What is Aerospace Engineering
Aerospace Engineering uses the basic sciences and mathematics to develop the foundation for the design, development, production, testing, and applied research associated with aerospace vehicles. These vehicles include aircraft, spacecraft, and missiles. Auxiliary and propulsion systems are also an integral part of this education. These include guidance, control, environmental, ramjet, rocket, turbo-jet, and piston engine systems. Emphasis in the senior year is directed toward these topics, and the program culminates in a major aerospace design project.
The educational objectives of the aerospace engineering program are:
- To provide students with a comprehensive education that includes in-depth instruction in aerodynamics, structures, flight mechanics, orbital mechanics, flight propulsion, and the design of aerospace system.
- To prepare students for professional careers in aerospace engineering by developing the skills pertinent to problem solving, analysis, design, and those personal skills required for teamwork and effective communication.
- To provide opportunities to develop and cultivate life-long learning skills, individual professionalism and ethics.
- To prepare some students for graduate study at major universities limited by student desire and their mental ability and agility.
Career Opportunities in Aerospace Engineering
In the twenty-first century, our renewed quest in space will accelerate as full realization is made of spin-off benefits to society. These endeavors will increase employment opportunities for aerospace engineers in the future. Graduates at UT are actively sought by industry and government aerospace organizations nationwide. Major employers such as Boeing, Pratt and Whitney, NASA, General Electric, Honeywell, Lockheed-Martin and Arnold Engineering Development Center (which houses the largest wind tunnel test facilities in the world, located in Tullahoma, (Tenn.) actively recruit our students. Many of our B.S. students chose to continue their education at graduate school. A good resource to explore is the U.S. Department of Labor Occupational Outlook Handbook http://stats.bls.gov/oco/ocos027.htm
High School Preparation
The College of Engineering has established admissions criteria for incoming freshmen based on several performance criteria, including completion of core academic subjects, GPA scores on these subjects and standardized test (SAT or ACT) scores. A Success Prediction Indicator (SPI) number of 60 and a math ACT of 25 or a math SAT of 570 are minimum standards used for admission to the College of Engineering. The admitted class may also be limited by space available in the College. The SPI is calculated by adding an individual’s ACT mathematics score to 10 times their core high school GPA (based on a 4.0 scale). For information on what constitutes core high school courses, please consult admission website http://admissions.utk.edu/undergraduate/apply/requirements.shtml.

» **Work instructions**
1: Please copy out the part of the aerospace engineering passage between "The educational objectives" and "and effective communication.", inclusive.
2: Summarize the aerospace engineering passage in three sentences.
Rely only on the aerospace engineering passage above.

» **Extracted data**
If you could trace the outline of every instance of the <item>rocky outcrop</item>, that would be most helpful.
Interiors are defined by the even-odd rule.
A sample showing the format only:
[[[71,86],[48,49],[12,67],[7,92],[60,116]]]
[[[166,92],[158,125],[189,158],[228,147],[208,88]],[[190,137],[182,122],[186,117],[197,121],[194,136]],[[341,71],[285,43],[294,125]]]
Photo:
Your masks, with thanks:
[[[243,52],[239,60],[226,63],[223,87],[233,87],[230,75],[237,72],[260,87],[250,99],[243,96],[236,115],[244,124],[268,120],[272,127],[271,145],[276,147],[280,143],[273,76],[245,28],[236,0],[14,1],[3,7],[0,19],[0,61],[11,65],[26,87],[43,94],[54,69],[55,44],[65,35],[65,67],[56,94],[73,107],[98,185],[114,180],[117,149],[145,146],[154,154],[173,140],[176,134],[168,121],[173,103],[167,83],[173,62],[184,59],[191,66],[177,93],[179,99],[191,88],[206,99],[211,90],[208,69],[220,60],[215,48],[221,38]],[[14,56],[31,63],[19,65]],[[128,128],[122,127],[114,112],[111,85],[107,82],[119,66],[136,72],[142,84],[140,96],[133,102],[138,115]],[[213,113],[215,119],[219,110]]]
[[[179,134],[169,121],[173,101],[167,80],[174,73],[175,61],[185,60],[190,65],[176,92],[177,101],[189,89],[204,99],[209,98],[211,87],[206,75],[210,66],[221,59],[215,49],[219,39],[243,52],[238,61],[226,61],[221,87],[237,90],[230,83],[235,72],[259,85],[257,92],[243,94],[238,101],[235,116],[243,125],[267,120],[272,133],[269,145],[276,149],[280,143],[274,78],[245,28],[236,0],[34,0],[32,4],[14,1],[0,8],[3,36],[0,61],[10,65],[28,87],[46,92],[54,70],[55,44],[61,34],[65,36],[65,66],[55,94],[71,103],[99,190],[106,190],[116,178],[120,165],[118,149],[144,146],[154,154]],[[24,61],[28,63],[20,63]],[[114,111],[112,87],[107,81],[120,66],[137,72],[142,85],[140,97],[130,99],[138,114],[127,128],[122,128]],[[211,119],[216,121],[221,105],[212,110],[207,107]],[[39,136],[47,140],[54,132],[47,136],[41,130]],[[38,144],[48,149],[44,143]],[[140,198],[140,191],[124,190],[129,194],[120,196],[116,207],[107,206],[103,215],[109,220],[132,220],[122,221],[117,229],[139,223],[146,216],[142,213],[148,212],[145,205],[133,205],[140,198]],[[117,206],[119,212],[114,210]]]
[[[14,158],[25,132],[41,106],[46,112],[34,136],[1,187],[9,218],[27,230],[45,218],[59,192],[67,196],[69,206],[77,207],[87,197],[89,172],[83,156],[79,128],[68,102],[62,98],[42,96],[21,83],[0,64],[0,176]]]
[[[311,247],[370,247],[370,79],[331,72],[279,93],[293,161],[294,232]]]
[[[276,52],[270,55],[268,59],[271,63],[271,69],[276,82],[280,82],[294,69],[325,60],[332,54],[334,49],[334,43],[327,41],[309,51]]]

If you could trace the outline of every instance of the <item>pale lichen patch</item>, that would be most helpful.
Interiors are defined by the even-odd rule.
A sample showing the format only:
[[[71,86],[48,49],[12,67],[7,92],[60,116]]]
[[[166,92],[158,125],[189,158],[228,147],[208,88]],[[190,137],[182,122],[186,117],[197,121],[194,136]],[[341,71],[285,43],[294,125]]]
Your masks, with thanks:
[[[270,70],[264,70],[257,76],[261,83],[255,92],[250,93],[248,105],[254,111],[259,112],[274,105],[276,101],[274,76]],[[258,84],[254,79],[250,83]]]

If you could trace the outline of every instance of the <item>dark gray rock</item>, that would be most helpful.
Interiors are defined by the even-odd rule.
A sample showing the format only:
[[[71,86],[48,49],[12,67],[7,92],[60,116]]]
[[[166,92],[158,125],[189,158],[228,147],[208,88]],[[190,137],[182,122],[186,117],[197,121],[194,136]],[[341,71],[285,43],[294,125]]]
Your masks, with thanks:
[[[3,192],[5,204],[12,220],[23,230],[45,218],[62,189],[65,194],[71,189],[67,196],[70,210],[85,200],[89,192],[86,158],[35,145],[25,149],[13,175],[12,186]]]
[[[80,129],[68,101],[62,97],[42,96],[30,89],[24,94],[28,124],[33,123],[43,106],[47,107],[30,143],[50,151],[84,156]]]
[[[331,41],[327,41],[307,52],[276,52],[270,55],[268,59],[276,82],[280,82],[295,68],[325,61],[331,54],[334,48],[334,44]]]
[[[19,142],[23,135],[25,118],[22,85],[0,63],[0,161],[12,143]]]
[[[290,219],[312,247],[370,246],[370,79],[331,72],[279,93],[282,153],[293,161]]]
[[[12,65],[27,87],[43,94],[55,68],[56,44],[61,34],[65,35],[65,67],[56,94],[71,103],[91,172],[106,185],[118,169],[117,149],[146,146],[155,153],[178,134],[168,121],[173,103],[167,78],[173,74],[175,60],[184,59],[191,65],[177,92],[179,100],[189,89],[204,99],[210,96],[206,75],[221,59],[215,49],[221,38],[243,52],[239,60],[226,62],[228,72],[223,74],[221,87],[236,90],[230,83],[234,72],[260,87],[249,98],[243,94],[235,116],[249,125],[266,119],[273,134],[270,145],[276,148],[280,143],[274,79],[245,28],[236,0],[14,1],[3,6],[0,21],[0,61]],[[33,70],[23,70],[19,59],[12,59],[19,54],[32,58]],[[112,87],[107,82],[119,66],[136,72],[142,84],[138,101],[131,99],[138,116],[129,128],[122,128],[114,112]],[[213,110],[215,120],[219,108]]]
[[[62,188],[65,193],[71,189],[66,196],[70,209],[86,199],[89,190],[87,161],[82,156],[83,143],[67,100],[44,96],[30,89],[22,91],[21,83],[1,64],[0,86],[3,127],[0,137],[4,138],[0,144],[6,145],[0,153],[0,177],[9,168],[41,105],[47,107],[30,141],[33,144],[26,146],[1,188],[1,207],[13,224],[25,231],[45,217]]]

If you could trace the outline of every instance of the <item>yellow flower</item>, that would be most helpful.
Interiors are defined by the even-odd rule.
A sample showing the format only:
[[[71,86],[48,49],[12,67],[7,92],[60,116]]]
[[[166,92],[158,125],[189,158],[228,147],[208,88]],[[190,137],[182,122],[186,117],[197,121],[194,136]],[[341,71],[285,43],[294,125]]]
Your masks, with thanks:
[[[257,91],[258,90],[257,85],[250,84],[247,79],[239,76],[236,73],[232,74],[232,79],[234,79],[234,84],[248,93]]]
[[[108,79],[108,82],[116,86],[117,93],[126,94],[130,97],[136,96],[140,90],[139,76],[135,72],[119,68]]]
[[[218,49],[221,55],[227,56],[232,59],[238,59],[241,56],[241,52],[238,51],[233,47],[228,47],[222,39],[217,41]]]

» **Solutions to the tasks**
1:
The educational objectives of the aerospace engineering program are:
- To provide students with a comprehensive education that includes in-depth instruction in aerodynamics, structures, flight mechanics, orbital mechanics, flight propulsion, and the design of aerospace system.
- To prepare students for professional careers in aerospace engineering by developing the skills pertinent to problem solving, analysis, design, and those personal skills required for teamwork and effective communication.

2: Aerospace engineering uses the basic sciences and mathematics for the design, development, production, testing, and applied research of aircraft, spacecraft, and missiles and their auxiliary and propulsion systems, and the program culminates in a major aerospace design project. The program aims to give students in-depth instruction in areas such as aerodynamics, structures, and flight propulsion, to prepare them for professional careers, and to develop lifelong learning skills. Its graduates are recruited by employers such as Boeing, NASA, and Lockheed-Martin, and admission to the College of Engineering requires at least a Success Prediction Indicator of 60 plus a math ACT of 25 or a math SAT of 570.